→ Énoncé détaillé
Recopiez intégralement et sans aucune modification le texte sur la force probante des procès-verbaux.

→ Texte fourni
● ● ● ●

Procès-verbaux valant jusqu’à inscription de faux.- D’autres procès-verbaux valent jusqu’à inscription de faux conformément à l’article 433 du Code de procédure pénale notamment. La matière douanière semble être le dernier domaine dans lequel une telle force probante renforcée est édictée par la loi. D’ailleurs, la rédaction de l’article 336 du Code des douanes est une illustration probante (sans mauvais jeu de mot), de la dichotomie relative aux degrés de valeur probante renforcée. Il énonce que «1. Les procès-verbaux de douane rédigés par deux agents des douanes ou de toute autre administration font foi jusqu'à inscription de faux des constatations matérielles qu'ils relatent.
2. Ils ne font foi que jusqu'à preuve contraire de l'exactitude et de la sincérité des aveux et déclarations qu'ils rapportent. »
Alors, il ne peut être opposé à ces procès-verbaux de constat, une preuve contraire rapportée par écrit ou sur simple dénégation.
Le seul moyen à la disposition des plaideurs pour anéantir la preuve contenue dans un tel document procédural est de démontrer que celui-ci constitue un faux en réalisant par écrit la déclaration d’inscription en faux contre le procès-verbal litigieux.

● ● ● ●

→ Informations extraites
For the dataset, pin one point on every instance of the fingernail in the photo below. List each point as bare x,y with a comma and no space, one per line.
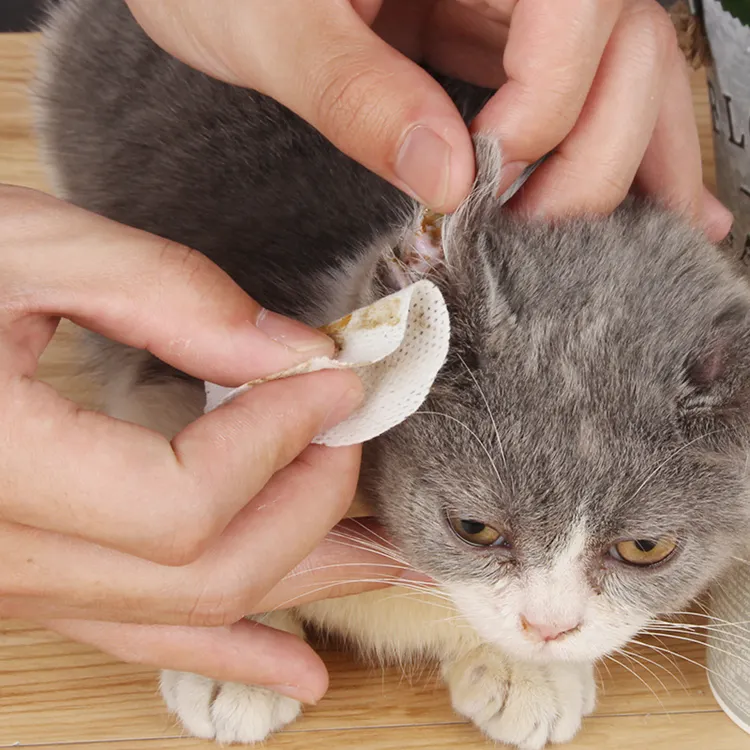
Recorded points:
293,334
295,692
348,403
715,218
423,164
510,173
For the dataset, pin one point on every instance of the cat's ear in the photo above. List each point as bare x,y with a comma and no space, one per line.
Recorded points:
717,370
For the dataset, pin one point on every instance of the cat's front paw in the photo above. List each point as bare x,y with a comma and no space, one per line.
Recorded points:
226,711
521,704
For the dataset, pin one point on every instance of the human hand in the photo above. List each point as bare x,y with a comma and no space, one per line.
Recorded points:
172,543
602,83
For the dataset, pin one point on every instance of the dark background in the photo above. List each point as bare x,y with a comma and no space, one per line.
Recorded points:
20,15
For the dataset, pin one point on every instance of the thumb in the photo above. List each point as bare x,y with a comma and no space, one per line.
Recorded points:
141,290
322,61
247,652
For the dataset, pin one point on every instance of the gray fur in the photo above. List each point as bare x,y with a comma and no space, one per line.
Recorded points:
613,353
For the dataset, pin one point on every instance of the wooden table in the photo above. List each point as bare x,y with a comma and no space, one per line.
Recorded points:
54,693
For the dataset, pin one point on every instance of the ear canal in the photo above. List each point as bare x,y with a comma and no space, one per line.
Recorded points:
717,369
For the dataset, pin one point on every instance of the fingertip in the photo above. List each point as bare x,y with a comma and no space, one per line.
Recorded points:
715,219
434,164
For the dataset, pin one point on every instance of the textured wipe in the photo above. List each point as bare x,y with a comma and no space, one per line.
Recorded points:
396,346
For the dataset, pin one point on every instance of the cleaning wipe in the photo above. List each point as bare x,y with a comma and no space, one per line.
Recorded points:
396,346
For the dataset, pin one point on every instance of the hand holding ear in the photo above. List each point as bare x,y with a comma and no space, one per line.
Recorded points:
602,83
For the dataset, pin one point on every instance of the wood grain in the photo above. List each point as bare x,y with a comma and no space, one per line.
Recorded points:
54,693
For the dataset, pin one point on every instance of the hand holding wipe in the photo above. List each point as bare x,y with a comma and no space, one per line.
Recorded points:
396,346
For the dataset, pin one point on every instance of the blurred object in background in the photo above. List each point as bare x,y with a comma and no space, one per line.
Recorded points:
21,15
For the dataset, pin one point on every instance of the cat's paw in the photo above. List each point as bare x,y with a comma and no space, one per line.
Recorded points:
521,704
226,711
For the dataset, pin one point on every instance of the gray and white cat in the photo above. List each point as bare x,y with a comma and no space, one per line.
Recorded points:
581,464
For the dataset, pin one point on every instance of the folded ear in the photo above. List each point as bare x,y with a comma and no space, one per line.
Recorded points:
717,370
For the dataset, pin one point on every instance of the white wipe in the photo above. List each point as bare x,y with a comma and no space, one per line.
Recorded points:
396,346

● ● ● ●

→ Réponse à l'exercice
Procès-verbaux valant jusqu’à inscription de faux.- D’autres procès-verbaux valent jusqu’à inscription de faux conformément à l’article 433 du Code de procédure pénale notamment. La matière douanière semble être le dernier domaine dans lequel une telle force probante renforcée est édictée par la loi. D’ailleurs, la rédaction de l’article 336 du Code des douanes est une illustration probante (sans mauvais jeu de mot), de la dichotomie relative aux degrés de valeur probante renforcée. Il énonce que «1. Les procès-verbaux de douane rédigés par deux agents des douanes ou de toute autre administration font foi jusqu'à inscription de faux des constatations matérielles qu'ils relatent.
2. Ils ne font foi que jusqu'à preuve contraire de l'exactitude et de la sincérité des aveux et déclarations qu'ils rapportent. »
Alors, il ne peut être opposé à ces procès-verbaux de constat, une preuve contraire rapportée par écrit ou sur simple dénégation.
Le seul moyen à la disposition des plaideurs pour anéantir la preuve contenue dans un tel document procédural est de démontrer que celui-ci constitue un faux en réalisant par écrit la déclaration d’inscription en faux contre le procès-verbal litigieux.